The exercise → Print every one of the following items verbatim, reproducing each line without any change.

## Start Items

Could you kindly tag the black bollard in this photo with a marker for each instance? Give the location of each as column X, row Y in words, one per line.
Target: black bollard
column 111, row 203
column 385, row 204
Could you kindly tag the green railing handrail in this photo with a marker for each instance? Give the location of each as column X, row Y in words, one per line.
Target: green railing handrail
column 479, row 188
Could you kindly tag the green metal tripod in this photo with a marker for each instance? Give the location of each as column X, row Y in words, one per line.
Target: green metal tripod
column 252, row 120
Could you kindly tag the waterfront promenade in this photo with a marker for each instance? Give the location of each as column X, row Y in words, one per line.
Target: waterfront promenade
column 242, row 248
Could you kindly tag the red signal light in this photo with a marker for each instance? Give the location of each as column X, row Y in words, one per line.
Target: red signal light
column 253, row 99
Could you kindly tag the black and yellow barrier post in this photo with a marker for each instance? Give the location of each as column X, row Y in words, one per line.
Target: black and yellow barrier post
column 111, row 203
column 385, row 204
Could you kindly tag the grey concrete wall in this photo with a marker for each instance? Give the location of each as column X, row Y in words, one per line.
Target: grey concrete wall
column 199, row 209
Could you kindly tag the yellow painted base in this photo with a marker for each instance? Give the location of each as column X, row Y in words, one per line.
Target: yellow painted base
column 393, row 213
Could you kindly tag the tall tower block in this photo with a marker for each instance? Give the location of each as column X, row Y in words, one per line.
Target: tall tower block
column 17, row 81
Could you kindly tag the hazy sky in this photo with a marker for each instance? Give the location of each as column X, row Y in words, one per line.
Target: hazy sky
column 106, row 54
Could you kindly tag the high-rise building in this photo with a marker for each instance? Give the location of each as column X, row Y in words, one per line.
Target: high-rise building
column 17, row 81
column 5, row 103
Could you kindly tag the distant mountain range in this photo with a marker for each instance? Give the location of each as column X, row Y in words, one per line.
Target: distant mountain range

## End Items

Written reply →
Could you kindly tag the black bollard in this photo with a marker for each instance? Give the location of each as column X, row Y in words, one per line.
Target: black bollard
column 111, row 203
column 385, row 204
Could you kindly tag the green railing handrail in this photo with a marker for each instance? Give the location of each as column X, row Y in words, one per line.
Target: green railing handrail
column 479, row 188
Could you kindly tag the green metal tripod in this photo with a marker for each instance? Give the location of each as column X, row Y in words, one per line.
Target: green metal tripod
column 252, row 120
Could you kindly tag the waterfront promenade in this photo with a marker for each instance? Give the location of each as column X, row Y in words, one per line.
Target: waterfront promenade
column 242, row 248
Could you kindly tag the red signal light in this photo with a marker for each instance? Give the location of each as column X, row Y in words, one per line.
Target: red signal light
column 253, row 99
Could you kindly tag the black and yellow barrier post in this photo with a marker for each instance? Give the location of each as column X, row Y in words, one per line.
Target: black and yellow barrier post
column 111, row 203
column 385, row 204
Could you kindly tag the grey concrete wall in this photo with a marker for each instance? Give the location of each as column X, row Y in words, one per line.
Target: grey concrete wall
column 199, row 209
Could you kindly tag the yellow painted base in this photo with a marker for each instance? Give the location of each as column X, row Y in words, one per line.
Target: yellow painted base
column 393, row 213
Could you kindly tag the tall tower block in this photo with a marker for each instance? Give the location of each as column X, row Y in words, one per line.
Target: tall tower block
column 17, row 81
Could you kindly tag the hazy sky in this photo with a marker for each instance? Give the location of each as column X, row Y in words, one per line.
Target: hazy sky
column 106, row 54
Could you kindly tag the high-rise building in this photo with a marker for each instance? Give the location of each as column X, row Y in words, one per line.
Target: high-rise building
column 17, row 81
column 5, row 103
Could you kindly tag the distant mountain range in this photo with a marker for each instance? Give the location of each as column X, row Y in words, one per line.
Target: distant mountain range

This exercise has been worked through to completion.